>>>

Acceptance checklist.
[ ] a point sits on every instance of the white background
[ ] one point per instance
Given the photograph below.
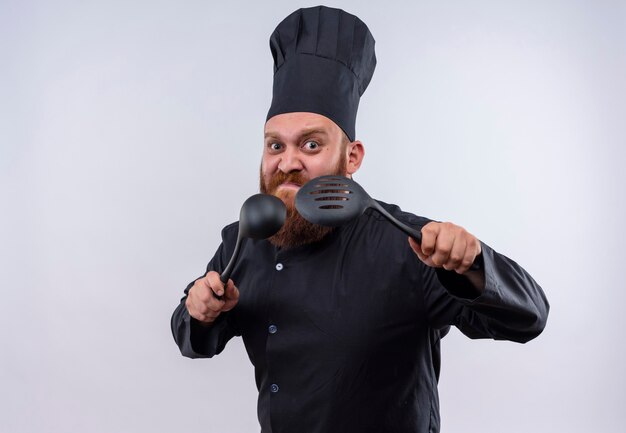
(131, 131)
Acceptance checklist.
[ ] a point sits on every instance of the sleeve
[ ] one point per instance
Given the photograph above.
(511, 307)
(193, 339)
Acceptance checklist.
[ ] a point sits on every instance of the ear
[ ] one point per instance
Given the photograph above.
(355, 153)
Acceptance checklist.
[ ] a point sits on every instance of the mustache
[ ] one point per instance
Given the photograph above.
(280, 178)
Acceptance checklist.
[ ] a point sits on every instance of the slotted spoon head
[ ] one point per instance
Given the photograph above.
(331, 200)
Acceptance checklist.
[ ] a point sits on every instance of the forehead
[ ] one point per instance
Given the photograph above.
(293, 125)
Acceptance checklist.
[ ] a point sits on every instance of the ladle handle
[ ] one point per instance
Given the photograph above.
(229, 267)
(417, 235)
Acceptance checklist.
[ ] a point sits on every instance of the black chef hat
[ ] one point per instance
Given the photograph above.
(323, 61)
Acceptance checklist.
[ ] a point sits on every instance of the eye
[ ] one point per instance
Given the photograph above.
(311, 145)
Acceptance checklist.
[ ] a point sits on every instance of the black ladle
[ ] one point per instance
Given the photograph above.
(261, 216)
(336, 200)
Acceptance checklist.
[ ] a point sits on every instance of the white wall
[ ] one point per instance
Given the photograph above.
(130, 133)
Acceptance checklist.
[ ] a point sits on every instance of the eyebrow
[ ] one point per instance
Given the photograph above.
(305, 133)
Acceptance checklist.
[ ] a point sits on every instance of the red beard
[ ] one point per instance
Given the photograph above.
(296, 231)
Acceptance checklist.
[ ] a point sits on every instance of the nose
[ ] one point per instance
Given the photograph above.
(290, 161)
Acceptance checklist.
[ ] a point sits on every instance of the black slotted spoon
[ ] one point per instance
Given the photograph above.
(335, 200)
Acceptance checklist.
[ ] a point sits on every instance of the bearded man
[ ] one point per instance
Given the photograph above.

<<<
>>>

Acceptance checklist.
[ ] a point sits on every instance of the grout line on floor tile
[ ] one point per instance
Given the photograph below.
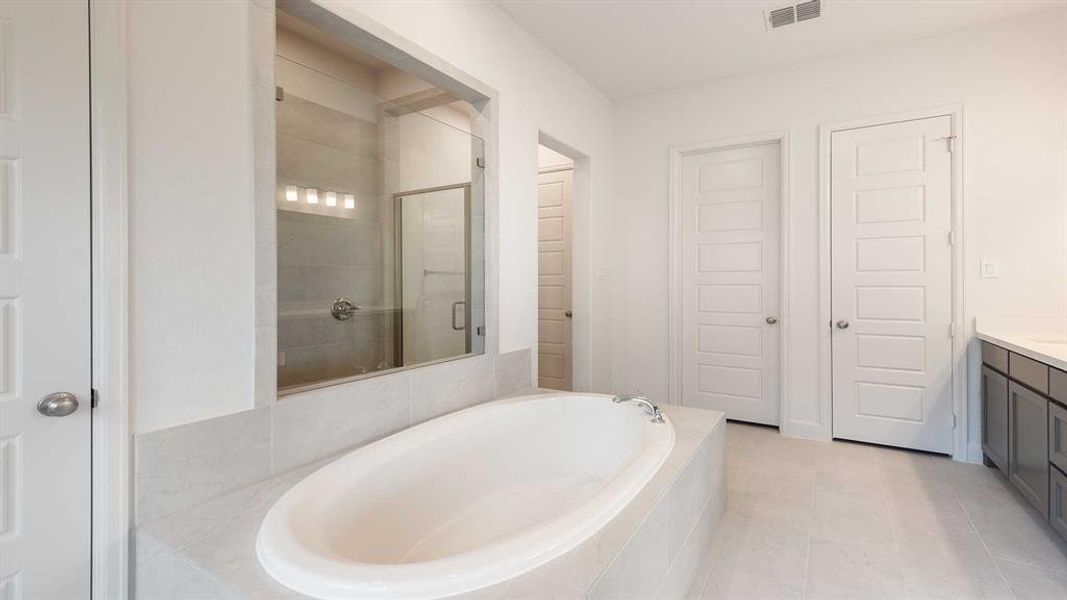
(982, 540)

<<<
>>>

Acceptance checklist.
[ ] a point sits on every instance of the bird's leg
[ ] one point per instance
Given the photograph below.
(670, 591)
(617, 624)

<<<

## Problem details
Reproduce exactly the stretch of the material above that starts at the line with "[ ] a point sits on every instance of the mustache" and ends at the line with "the white wall", both included, and nothing else.

## Answer section
[ ] a point sits on every instance of the mustache
[ ] one point per instance
Given the photograph above.
(280, 178)
Acceptance checklist.
[ ] a point sits on every instance of the slotted spoon head
[ ] one point per instance
Given the photograph above.
(331, 200)
Acceptance checklist.
[ ] a point sits on every instance of the forehead
[ ] one point per instance
Given the photograph above.
(293, 125)
Acceptance checklist.
[ ] a point sits on every instance of the ladle handle
[ ] one point per instance
Given the photograph above.
(229, 267)
(417, 235)
Acceptance checklist.
[ ] a point sits on every instance of the black chef hat
[ ] one point per instance
Given the photograph above.
(323, 61)
Acceptance checklist.
[ ] a point sits on every instance of the eye
[ ] one point per instance
Given the photograph above.
(311, 145)
Acceptance checklist.
[ ] a point sits on every instance of the black ladle
[ ] one point per instance
Given the photograph above.
(261, 216)
(336, 200)
Acceptance checklist.
[ ] a point sits on every instance of the white wall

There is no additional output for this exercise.